◆ Sumber:
Minggu, 30 Mei 2021

Pesantren Terbuka dan Nasehat Sang Kyai: "Sarjana Bukanlah Orang Yang Pandai Cari Pekerjaan, Tapi Pandai Membuka Lapangan Pekerjaan"

Bersama KH. Syukron Makmun Saat Peresimian Gedung Rumah Quran
Nasehat ini saya dapatkan dari Kyai dan "Guru Besar" saya, KH. Syukron Makmun. Terutama saat acara wisuda atau Haflatul Wada' para santri. Dan nasehat itu juga yang saya sampaikan kepada para santri-santri saya saat Haflatul Wada'.

Nasehat sang Kyai ini masih sangat relevan di tengah segala hal yang serba instan. Bahkan ada indikasi gelar sarjana pun kini dapat diraih dengan cara instan, tanpa proses ilmiah apalagi khuluqiyah dalam proses pendidikan meraih gelar sarjana.

◆ Data yang Diberikan:
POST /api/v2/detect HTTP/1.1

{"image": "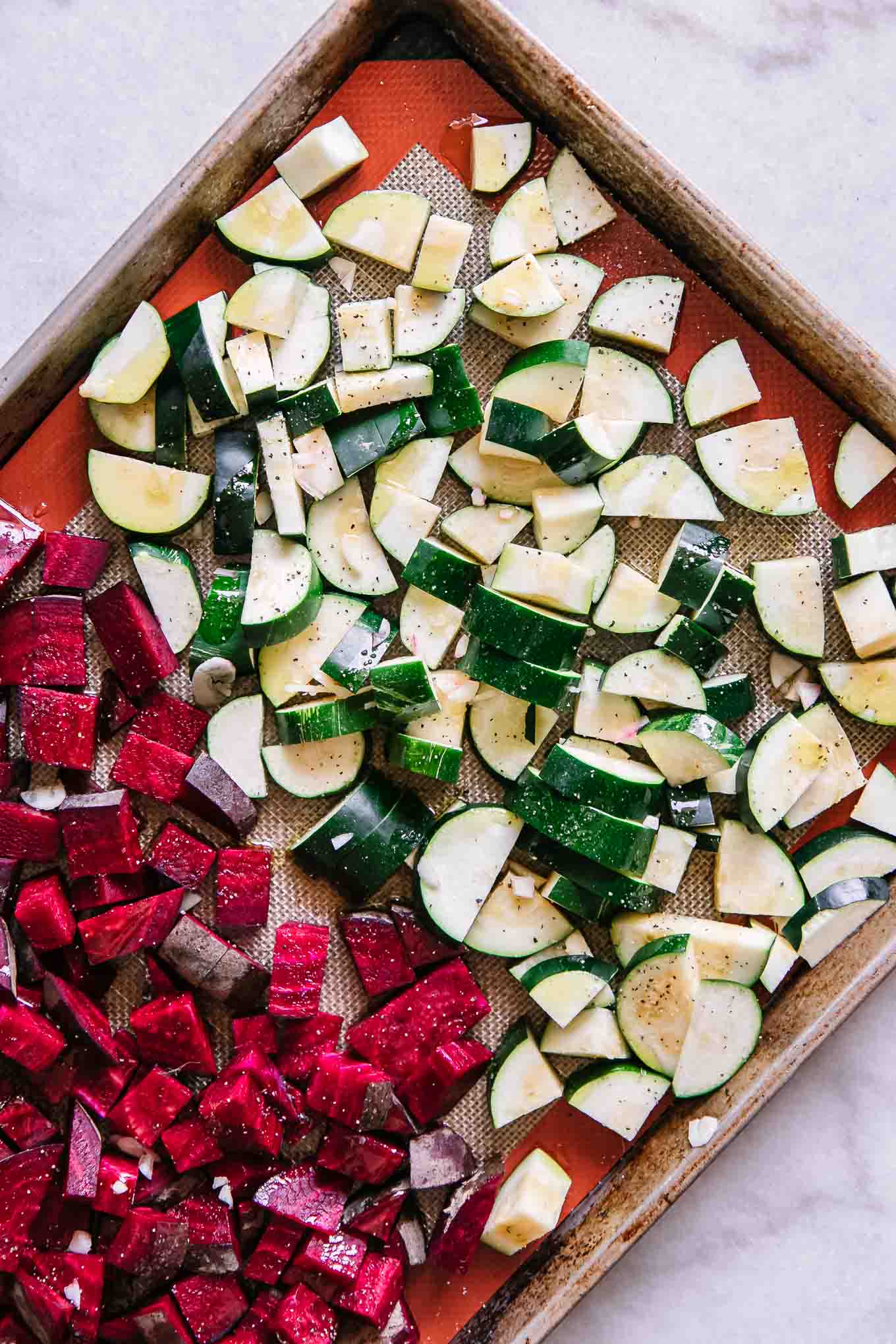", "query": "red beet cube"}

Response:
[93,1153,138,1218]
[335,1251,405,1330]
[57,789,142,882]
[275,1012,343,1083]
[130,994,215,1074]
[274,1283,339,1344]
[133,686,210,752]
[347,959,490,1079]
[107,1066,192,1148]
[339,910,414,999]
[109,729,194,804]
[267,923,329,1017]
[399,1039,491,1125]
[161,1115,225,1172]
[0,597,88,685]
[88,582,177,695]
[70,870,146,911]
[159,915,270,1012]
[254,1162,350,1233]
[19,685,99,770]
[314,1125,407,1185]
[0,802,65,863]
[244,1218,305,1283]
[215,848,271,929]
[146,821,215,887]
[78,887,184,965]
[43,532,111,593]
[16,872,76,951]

...

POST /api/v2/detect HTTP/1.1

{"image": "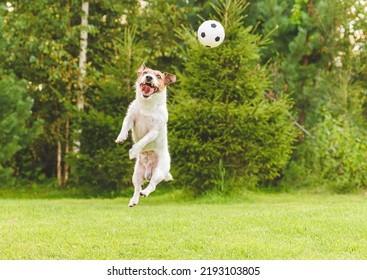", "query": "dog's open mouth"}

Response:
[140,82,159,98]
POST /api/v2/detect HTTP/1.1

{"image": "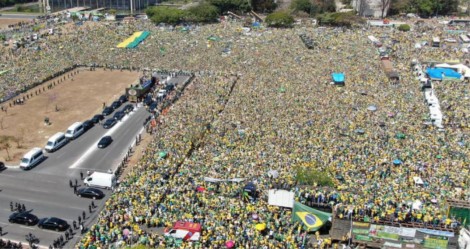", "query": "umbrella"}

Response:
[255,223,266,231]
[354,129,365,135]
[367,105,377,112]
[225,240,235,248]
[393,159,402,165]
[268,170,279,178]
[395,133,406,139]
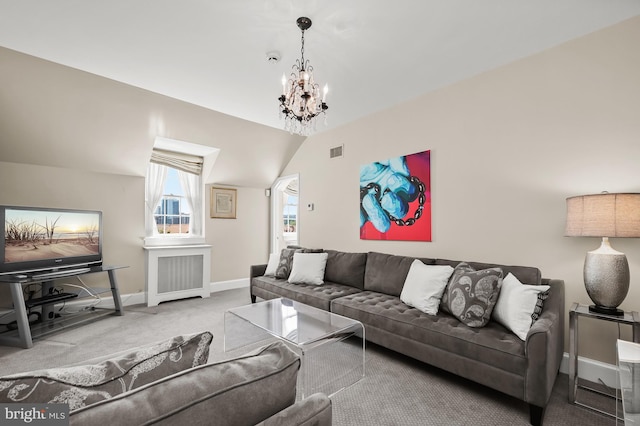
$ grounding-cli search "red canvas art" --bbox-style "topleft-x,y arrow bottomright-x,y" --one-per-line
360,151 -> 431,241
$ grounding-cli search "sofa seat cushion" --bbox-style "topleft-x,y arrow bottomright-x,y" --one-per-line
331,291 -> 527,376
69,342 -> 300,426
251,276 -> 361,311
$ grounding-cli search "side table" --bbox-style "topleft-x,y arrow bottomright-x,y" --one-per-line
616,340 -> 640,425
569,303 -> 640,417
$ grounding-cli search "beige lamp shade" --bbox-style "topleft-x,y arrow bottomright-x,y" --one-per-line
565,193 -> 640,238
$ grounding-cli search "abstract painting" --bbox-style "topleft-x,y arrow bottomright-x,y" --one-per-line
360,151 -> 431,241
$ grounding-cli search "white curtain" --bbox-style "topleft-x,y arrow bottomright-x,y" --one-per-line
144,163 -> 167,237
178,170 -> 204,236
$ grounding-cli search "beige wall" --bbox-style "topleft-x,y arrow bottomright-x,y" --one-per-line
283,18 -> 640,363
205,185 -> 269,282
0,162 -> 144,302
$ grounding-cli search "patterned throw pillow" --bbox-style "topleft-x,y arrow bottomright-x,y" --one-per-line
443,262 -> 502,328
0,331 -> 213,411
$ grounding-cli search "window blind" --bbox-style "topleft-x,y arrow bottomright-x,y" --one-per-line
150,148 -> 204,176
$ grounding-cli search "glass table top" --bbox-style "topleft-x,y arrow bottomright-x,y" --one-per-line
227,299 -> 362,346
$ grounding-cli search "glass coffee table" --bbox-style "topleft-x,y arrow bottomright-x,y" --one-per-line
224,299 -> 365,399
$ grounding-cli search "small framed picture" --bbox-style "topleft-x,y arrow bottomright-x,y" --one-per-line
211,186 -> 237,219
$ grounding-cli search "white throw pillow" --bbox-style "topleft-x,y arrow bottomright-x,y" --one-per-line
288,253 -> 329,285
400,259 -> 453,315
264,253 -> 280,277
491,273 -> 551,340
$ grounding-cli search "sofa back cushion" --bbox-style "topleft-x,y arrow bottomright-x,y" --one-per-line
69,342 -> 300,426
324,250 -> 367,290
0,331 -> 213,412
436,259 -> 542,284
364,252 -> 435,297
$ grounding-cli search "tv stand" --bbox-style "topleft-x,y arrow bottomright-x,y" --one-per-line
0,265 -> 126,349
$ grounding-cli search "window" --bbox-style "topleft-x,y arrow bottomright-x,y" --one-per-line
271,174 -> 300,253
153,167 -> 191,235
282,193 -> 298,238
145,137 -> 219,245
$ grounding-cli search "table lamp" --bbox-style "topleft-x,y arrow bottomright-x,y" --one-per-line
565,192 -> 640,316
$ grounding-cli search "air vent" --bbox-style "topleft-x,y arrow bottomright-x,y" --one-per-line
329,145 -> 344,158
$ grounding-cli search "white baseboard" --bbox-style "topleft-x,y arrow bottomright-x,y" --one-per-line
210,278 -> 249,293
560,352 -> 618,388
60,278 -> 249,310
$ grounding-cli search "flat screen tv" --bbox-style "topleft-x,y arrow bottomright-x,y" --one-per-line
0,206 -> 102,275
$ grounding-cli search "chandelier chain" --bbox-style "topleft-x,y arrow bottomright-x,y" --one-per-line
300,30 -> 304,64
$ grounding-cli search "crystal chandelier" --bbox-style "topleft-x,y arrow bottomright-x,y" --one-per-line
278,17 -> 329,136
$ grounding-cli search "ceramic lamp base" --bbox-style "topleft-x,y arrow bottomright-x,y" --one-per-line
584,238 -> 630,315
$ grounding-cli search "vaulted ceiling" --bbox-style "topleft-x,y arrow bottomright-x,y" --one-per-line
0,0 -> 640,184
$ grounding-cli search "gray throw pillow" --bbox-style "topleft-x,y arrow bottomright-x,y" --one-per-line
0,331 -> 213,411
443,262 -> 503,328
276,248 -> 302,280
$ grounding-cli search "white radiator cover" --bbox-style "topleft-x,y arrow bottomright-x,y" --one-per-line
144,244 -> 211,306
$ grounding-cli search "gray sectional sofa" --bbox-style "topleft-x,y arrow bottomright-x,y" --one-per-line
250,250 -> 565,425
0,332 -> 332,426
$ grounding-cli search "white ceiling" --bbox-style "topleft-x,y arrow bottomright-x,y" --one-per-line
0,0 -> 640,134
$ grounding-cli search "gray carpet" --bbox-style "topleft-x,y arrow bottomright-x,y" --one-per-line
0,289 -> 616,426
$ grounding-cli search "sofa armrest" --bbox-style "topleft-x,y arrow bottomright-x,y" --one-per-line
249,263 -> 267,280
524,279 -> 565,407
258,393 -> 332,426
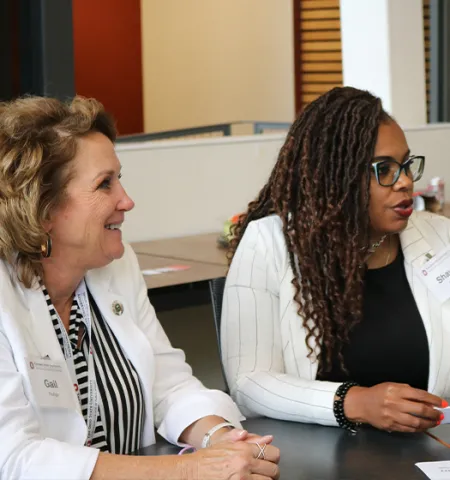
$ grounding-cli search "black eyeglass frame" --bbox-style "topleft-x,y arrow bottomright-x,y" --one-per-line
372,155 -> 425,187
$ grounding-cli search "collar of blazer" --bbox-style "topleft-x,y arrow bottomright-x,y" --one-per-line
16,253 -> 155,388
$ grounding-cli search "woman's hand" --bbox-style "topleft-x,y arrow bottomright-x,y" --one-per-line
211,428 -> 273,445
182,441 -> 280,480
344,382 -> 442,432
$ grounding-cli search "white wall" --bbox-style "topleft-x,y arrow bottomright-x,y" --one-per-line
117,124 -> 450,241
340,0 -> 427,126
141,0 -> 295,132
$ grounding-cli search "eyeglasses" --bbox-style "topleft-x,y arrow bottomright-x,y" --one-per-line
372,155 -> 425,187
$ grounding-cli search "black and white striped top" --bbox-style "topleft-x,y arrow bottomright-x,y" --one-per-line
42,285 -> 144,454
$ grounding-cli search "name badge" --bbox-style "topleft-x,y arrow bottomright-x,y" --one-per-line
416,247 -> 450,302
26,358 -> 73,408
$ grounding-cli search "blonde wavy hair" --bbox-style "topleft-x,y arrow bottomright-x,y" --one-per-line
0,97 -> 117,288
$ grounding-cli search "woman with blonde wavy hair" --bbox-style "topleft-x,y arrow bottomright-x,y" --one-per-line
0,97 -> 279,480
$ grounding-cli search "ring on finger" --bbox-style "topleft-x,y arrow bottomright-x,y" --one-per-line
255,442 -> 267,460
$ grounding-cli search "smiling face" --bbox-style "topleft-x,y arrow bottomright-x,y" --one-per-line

◆ Deskripsi Tugas:
Teruskan tulisan tentang nasehat KH. Syukron Makmun soal sarjana, dimulai setelah kalimat terakhirnya.

◆ Jawaban Tugas:
Mungkin nasehat itulah yang membuat saya selalu ingin hidup mandiri. Usai lulus kuliah dari Umm al-Quro University, Makkah saya tidak canggung dan malu untuk membuat TPA (Taman Pendidikan Al-Quran) yang sederhana di Masjid dekat rumah saya. Namun TPA yang saya dirikan berbeda dengan TPA biasa. Sistem yang saya buat mirip dengan pesantren, nyaris para santrinya belajar 24 jam. Kalau dapat diistilahkan TPA yang saya dirikan adalah "Pesantren Terbuka", nyontek dari istilah UT (Universitas Terbuka). Para santri bangun subuh dan shalat subuh, lalu mereka pergi ke sekolah masing-masing. Jam 14.00 mereka mulai ke Masjid hingga pukul 16.30. Lalu menjelang maghrib mereka ke Masjid lagi untuk shalat maghrib, ngaji dan shalat Isya berjamaah. Bakda shalat Isya mereka belajar bersama secara mandiri di masjid mengulang pelajaran sekolah hingga pukul 21.00. Setelah itu mereka tidur di rumah masing-masing, namun ada 3-5 santri diberi tugas sebagai bulis (ronda) di masjid sambil itikaf, tugasnya membangunkan para santri di rumah masing-masing saat menjelang subuh. Sehingga para santri melaknasakan shalat subuh berjamaah. Tiap hari Ahad saya ajak mereka berolah raga ke lapangan atau ke pinggir sungai Cisadane. Ringkasnya, miriplah dengan kehidupan pesantren. Bedanya tidak punya komplek atau asrama. Itu sebabnya saya istilahkan sebagai "Pesantren Terbuka."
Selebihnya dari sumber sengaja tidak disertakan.